▶ _What you need to do_
Answer these questions using the biography of Maria Dworzecka:
(a) Which university did she attend?
(b) At which university was she a professor emerita?
(c) What name appeared on the documents her mother obtained in 1943?
Reading passage start
- Born: Marysia Rozenszajn June 19, 1941 Belastok, Byelorussian SSR, USSR
- Died: January 16, 2023 (aged 81) Fairfax, Virginia, U.S.
- Education: University of Warsaw
- Scientific career
- Fields: Physics
- Workplaces: Michigan State University (1970–1972) University of Massachusetts Amherst (1972–1974) University of Maryland, College Park (1974–1982) George Mason University (1982–2010s)

= Maria Dworzecka =

Polish-American computational nuclear physicist and physics educator (1941–2023)

Maria Dworzecka, originally Marysia Rozenszajn (June 19, 1941 – January 16, 2023) was a Polish-American computational nuclear physicist and physics educator, and a survivor of the Białystok Ghetto. Topics in her research have included the Hartree–Fock method, heavy-ion collisions, and the dissipation of nuclear energy; she has also been recognized for her involvement in the development of educational software for physics simulations. She was a professor emerita in the Physics & Astronomy Department at George Mason University. Maria died on January 16, 2023, in Fairfax, Virginia. She was 81 years old.

==Early life==
Marysia Rozenszajn was born on June 19, 1941, in Białystok, at that time part of Soviet-occupied Poland; her parents Izak (Włodek) Rozenszajn and Bela Kaufman Rozenszajn were from Warsaw, but had moved to Białystok to escape the Nazis. Her father died four days after her birth, from the initial bombings of the Battle of Białystok–Minsk. After this battle, Nazi Germany took over eastern Poland and set up the Białystok Ghetto to confine the Jews of Białystok, including Rozenszajn and her mother.

In 1943, Rozenszajn's mother Bela obtained documents identifying her as being Catholic Polish, named Paulina Pakulska, which she used to escape Białystok with her daughter and begin working as a maid in Tykocin. However, in late 1943 or early 1944, Bela was arrested as a partisan, leaving Rozenszajn abandoned on the streets of Tykocin. She was found and taken care of by Lucyna and Wacław Białowarczuk, who had no children and raised her as their own, covering her dark hair in public, and bringing her to pray with them at the Catholic church.
Reading passage end
Information shown start
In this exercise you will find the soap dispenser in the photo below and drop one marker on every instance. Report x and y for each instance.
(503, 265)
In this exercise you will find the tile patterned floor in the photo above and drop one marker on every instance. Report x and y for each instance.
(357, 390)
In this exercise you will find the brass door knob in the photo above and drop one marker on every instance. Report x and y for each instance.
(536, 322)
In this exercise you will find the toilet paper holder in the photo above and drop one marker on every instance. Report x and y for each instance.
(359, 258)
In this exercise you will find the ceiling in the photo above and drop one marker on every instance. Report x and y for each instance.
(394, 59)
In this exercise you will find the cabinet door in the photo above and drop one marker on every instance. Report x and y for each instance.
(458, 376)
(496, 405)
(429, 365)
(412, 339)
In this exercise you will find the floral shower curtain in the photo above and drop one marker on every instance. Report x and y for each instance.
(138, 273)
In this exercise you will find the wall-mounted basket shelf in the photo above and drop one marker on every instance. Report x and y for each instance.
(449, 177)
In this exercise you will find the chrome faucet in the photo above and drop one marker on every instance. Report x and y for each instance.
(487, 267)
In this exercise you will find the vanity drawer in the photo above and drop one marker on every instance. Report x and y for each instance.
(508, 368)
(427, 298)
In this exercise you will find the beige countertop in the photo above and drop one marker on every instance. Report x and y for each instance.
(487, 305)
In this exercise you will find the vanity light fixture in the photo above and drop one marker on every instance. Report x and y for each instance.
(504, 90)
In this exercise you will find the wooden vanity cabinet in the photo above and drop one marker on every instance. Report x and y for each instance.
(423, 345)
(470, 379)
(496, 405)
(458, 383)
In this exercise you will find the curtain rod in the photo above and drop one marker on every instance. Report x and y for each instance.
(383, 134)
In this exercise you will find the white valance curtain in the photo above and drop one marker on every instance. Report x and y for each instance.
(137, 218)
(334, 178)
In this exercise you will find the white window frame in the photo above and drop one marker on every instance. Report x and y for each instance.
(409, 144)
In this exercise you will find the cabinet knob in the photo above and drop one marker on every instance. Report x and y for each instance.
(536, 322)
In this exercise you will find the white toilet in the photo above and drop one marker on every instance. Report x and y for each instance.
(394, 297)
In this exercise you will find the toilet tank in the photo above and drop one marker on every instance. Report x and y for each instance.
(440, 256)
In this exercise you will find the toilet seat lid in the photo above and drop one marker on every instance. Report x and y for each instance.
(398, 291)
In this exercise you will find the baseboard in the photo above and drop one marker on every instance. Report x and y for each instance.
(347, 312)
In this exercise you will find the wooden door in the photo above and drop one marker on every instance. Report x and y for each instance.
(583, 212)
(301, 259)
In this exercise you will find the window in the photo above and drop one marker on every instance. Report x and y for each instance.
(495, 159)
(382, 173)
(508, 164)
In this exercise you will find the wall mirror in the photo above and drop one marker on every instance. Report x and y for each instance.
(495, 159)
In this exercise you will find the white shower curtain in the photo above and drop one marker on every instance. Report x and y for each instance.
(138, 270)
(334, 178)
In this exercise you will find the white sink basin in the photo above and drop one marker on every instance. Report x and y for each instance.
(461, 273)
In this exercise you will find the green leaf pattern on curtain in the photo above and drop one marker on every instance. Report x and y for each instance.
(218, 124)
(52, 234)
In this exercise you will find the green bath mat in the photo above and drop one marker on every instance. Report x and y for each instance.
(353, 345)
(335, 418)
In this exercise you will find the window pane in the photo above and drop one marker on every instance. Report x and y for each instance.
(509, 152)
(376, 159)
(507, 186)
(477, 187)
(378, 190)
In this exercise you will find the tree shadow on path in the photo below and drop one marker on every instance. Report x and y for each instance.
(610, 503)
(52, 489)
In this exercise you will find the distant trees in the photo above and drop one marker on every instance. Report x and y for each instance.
Information shown end
▶ _The solution_
(a) University of Warsaw
(b) George Mason University
(c) Paulina Pakulska